### TEXTO EXTRAÍDO
Para o efeito, o artigo 3.o, n.o 1, da Decisão‑Quadro 2008/675, interpretado à luz do seu considerando 5, impõe aos Estados‑Membros a obrigação de assegurarem que, por ocasião de um novo procedimento penal instaurado num Estado‑Membro contra a mesma pessoa por factos diferentes, as condenações anteriores proferidas noutro Estado‑Membro sejam, por um lado, tomadas em consideração na medida em que o são as condenações nacionais anteriores ao abrigo do direito nacional e, por outro, lhes sejam atribuídos efeitos equivalentes aos destas últimas condenações, em conformidade com esse direito, quer se trate de efeitos factuais ou de efeitos de direito processual ou material ( 7 ). A presente decisão‑quadro estabelece assim um princípio de igualdade de tratamento, independentemente de as condenações terem sido proferidas num único Estado‑Membro ou em vários Estados‑Membros.

45.

Trata‑se assim de permitir que os antecedentes penais de um indivíduo sejam tidos em conta num Estado‑Membro, não só, como salienta a Comissão, quando tal possa ser desfavorável ao indivíduo — refiro‑me em particular à reincidência — mas também quando essa tomada em consideração possa beneficiá‑lo, em particular no caso de um concurso real de infrações que possa levar a que as penas correspondentes a uma das infrações sejam objeto de cúmulo jurídico.

46.

O cúmulo jurídico das penas é, com efeito, um mecanismo que permite limitar a severidade da pena, evitando o cúmulo puro e simples das penas correspondentes às infrações cometidas em concurso. Como salienta o advogado‑geral J. Richard de la Tour, o cúmulo puramente matemático não só poderia ter efeitos contrários ao princípio da proporcionalidade, como também é contrário a uma das principais funções da pena ( 8 ). De facto, a pena não pode ter a função única de retribuição, mas deve também prevenir a prática de crimes e promover a reintegração social das pessoas condenadas. Ora, no caso de um concurso real de infrações, a advertência, constituída pela primeira condenação e que favorece a tomada de consciência do infrator, não se verificou, pelo que a pena aplicada pode ser ajustada ( 9 ).

### ENTRADAS FORNECIDAS
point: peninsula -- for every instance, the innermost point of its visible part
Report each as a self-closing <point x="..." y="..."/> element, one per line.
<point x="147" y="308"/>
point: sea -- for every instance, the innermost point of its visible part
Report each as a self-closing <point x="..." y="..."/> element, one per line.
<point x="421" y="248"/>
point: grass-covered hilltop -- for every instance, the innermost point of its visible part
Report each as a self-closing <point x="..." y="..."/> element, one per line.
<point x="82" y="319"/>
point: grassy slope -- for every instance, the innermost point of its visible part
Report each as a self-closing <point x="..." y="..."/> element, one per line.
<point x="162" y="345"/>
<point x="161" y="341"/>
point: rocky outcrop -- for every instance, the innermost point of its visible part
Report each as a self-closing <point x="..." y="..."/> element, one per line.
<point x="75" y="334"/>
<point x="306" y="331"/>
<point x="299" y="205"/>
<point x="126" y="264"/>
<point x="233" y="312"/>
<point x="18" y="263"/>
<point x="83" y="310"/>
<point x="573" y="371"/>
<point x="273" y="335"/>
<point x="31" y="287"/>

### INSTRUÇÕES
**1.** No texto sobre condenações penais, por que motivo a pena aplicada pode ser ajustada num concurso real de infrações? Responda em uma a três frases.
**2.** Transcreva do texto sobre condenações penais o trecho que abre com as palavras que contêm "Trata‑se assim de" e fecha com "de cúmulo jurídico.".
Baseie as respostas somente no texto.

### RESPOSTAS ÀS TAREFAS
**1.** Num concurso real de infrações, não chegou a acontecer a advertência dada pela primeira condenação, que ajuda o infrator a tomar consciência. Por isso, a pena aplicada pode ser ajustada.

**2.**
Trata‑se assim de permitir que os antecedentes penais de um indivíduo sejam tidos em conta num Estado‑Membro, não só, como salienta a Comissão, quando tal possa ser desfavorável ao indivíduo — refiro‑me em particular à reincidência — mas também quando essa tomada em consideração possa beneficiá‑lo, em particular no caso de um concurso real de infrações que possa levar a que as penas correspondentes a uma das infrações sejam objeto de cúmulo jurídico.